### WHAT YOU WILL DO
Repeat every record below, word for word.

### TASK INPUT
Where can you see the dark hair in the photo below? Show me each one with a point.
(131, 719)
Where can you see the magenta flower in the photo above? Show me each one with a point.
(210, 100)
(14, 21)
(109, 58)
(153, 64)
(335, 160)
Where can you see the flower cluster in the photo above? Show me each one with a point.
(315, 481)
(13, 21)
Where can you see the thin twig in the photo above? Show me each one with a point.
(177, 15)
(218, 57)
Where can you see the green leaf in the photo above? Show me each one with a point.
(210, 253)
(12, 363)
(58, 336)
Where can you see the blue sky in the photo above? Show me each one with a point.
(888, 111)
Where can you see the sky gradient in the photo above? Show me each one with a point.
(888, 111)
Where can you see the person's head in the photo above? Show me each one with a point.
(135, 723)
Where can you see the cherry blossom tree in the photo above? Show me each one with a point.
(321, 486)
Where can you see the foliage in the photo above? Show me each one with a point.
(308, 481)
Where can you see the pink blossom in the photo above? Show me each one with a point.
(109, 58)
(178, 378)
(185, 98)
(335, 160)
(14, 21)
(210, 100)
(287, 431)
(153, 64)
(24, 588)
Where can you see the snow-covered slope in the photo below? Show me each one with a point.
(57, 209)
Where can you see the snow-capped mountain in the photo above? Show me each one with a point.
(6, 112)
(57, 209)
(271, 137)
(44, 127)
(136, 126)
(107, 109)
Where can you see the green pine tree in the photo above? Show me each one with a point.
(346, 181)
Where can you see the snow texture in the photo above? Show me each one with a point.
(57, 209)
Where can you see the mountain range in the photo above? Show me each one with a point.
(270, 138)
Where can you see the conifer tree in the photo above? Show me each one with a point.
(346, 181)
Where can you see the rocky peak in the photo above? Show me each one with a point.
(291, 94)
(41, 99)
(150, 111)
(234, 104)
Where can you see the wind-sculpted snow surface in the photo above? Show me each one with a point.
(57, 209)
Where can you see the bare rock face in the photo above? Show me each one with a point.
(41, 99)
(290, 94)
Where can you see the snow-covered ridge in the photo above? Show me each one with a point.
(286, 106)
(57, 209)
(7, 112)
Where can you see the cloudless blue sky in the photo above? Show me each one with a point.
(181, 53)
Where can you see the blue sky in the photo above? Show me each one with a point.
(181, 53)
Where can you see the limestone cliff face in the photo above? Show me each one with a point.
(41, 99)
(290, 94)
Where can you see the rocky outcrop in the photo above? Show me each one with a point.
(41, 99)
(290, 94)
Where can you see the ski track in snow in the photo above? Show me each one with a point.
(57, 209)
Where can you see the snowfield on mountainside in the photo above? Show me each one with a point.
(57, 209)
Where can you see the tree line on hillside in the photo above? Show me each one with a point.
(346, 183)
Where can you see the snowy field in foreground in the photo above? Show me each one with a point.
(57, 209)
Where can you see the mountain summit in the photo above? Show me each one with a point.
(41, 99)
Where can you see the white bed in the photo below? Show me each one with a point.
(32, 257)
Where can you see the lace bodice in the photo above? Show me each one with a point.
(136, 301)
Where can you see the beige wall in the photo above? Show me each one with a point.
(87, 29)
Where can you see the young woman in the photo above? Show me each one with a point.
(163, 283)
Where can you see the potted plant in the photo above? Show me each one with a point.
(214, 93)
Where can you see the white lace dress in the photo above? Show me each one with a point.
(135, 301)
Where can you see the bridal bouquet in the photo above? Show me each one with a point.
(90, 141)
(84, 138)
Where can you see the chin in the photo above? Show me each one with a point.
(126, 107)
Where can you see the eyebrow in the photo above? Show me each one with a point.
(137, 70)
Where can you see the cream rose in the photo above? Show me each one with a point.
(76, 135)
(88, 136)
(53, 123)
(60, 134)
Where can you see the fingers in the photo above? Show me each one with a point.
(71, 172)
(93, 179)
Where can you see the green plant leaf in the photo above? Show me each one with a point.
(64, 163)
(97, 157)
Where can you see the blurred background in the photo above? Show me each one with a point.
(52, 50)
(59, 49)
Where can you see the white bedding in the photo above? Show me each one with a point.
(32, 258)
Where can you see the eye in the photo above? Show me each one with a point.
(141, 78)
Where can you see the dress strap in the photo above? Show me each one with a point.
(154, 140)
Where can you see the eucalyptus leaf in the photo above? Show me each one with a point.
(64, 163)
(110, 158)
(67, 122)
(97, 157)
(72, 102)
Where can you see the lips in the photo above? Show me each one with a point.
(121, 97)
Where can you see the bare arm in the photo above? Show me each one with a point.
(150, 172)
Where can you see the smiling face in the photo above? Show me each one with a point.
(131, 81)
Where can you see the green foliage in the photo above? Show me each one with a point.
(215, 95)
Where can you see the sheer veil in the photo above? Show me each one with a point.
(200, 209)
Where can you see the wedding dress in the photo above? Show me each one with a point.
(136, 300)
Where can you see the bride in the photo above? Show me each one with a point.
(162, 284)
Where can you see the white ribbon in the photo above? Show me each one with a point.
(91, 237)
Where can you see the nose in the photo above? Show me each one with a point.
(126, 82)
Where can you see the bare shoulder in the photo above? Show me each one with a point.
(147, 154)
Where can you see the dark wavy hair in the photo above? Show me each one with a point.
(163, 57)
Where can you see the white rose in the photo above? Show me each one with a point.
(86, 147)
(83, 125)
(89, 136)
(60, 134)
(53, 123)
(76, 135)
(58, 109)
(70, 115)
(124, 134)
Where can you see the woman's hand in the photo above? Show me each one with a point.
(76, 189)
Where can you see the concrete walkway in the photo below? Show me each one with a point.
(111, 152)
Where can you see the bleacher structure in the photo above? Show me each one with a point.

### EXPECTED ANSWER
Where can you see the dark hair in the photo below? Show me each one with a point.
(131, 719)
Where can you see the magenta flower in the photo above? Show me each one with a point.
(210, 100)
(14, 21)
(109, 58)
(153, 64)
(335, 160)
Where can you see the flower cluster in the photo above? Show me each one with a point.
(315, 481)
(13, 21)
Where can you see the thin twig in the photo above? Show me each one with a point.
(177, 15)
(218, 57)
Where can you see the green leaf in the photo above? Show me each one with a point.
(210, 253)
(12, 363)
(58, 336)
Where can you see the blue sky in the photo above? Show me each one with a point.
(888, 111)
Where can you see the sky gradient in the photo above? Show me each one with a point.
(888, 111)
Where can you see the person's head in the photo above? Show me each one with a point.
(135, 723)
Where can you see the cherry blossom tree in the photo above? Show me each one with a point.
(321, 486)
Where can you see the foliage in the photo above? Show me each one with a point.
(308, 481)
Where can you see the pink blossom in the photo above? Show me each one with a point.
(109, 58)
(178, 378)
(185, 98)
(335, 160)
(14, 21)
(210, 100)
(287, 431)
(153, 64)
(24, 588)
Where can you see the snow-covered slope in the photo below? Show me each one with a point.
(57, 209)
Where can you see the snow-capped mountain in the photo above? Show me each one with a point.
(6, 112)
(57, 209)
(271, 137)
(44, 127)
(136, 126)
(107, 109)
Where can you see the green pine tree in the photo above? Show me each one with a point.
(346, 181)
Where can you see the snow texture in the photo above? Show me each one with a point.
(57, 209)
Where can you see the mountain range in the photo above? Show me each one with a point.
(270, 138)
Where can you see the conifer tree in the photo above? Show me each one with a point.
(346, 181)
Where can you see the rocky peak in the photo above? Show me each one with a point.
(291, 94)
(41, 99)
(150, 111)
(234, 104)
Where can you see the wind-sculpted snow surface in the photo above? Show me each one with a point.
(57, 209)
Where can you see the bare rock face in the photo above? Show me each one with a point.
(41, 99)
(290, 94)
Where can you see the snow-covered ridge in the photo above? Show me each one with a point.
(286, 106)
(57, 209)
(7, 112)
Where can you see the cloudless blue sky in the photo above? Show me each one with a point.
(181, 53)
Where can you see the blue sky in the photo above? Show me each one with a point.
(181, 53)
Where can you see the limestone cliff face in the photo above? Show me each one with a point.
(41, 99)
(290, 94)
Where can you see the rocky outcrop in the photo above? Show me each one with a point.
(41, 99)
(290, 94)
Where can you see the ski track in snow in the photo above? Show me each one with a point.
(57, 209)
Where can you see the snowfield on mountainside in the photo above? Show me each one with a point.
(57, 209)
Where can you see the tree line on hillside in the photo above? Show me each one with a point.
(346, 183)
Where can you see the snowy field in foreground in the photo above? Show me each one with a point.
(57, 209)
Where can you see the mountain summit in the photo above? Show me each one with a point.
(41, 99)
Where can you see the white bed in the photo below? Show me each one with a point.
(32, 257)
Where can you see the lace bodice in the photo above? Show me each one with a point.
(136, 301)
Where can you see the beige wall in the photo above? Show me each one with a point.
(87, 29)
Where can you see the young woman in the photo above? Show me each one with a point.
(163, 283)
Where can you see the potted plant in the photo above? Show me each one with a point.
(214, 93)
Where can you see the white lace dress in the photo above? Show me each one with a point.
(135, 301)
Where can you see the bridal bouquet in the photo above? Show me each one with a point.
(90, 141)
(84, 138)
Where can you see the chin in the photo above? Show me each one with a point.
(126, 107)
Where can you see the eyebrow in the photo above? Show me each one with a point.
(137, 70)
Where can you see the cream rose in the photo above? Show me each one with a point.
(76, 135)
(88, 136)
(53, 123)
(60, 134)
Where can you see the fingers in the photo above? Show me each one with a point.
(71, 172)
(93, 179)
Where can you see the green plant leaf in the photo above? Show me each one with a point.
(64, 163)
(97, 157)
Where can you see the blurred background in the photo above? Show me each one with a point.
(52, 50)
(59, 49)
Where can you see the white bedding in the photo above? Show me each one with a point.
(32, 258)
Where can you see the eye in the photo above? Show me each one with a point.
(141, 78)
Where can you see the dress strap in the photo above? Show me each one with a point.
(154, 140)
Where can you see the eucalyptus leaf in the photo above? Show me each one with a point.
(64, 163)
(110, 158)
(67, 122)
(97, 157)
(72, 102)
Where can you see the lips in the photo above? Show me each one with a point.
(121, 97)
Where can you see the bare arm in the photo above? Show me each one with a point.
(150, 172)
Where can you see the smiling face in the photo above? Show me each one with a point.
(131, 81)
Where can you see the green foliage in the photo above? Show me each one with a point.
(215, 95)
Where can you see the sheer veil in the photo above? Show me each one with a point.
(200, 209)
Where can you see the wedding dress in the photo above? Show me each one with a point.
(136, 300)
Where can you see the bride in the photo above? Show me each one with a point.
(162, 284)
Where can you see the white ribbon in the photo above? Show me each one with a point.
(91, 237)
Where can you see the nose in the photo above? Show me each one with a point.
(126, 82)
Where can you see the bare shoulder in the photo above? Show me each one with a point.
(147, 154)
Where can you see the dark wavy hair in the photo above? Show me each one with a point.
(163, 57)
Where can you see the white rose in the photo above? Show me each one with a point.
(86, 147)
(83, 125)
(89, 136)
(60, 134)
(53, 123)
(76, 135)
(58, 109)
(70, 115)
(124, 134)
Where can you see the woman's hand in the photo above? Show me each one with a point.
(76, 189)
Where can you see the concrete walkway in the photo below? Show me each one with a point.
(111, 152)
Where can you see the bleacher structure in the photo above? Show me each one with a point.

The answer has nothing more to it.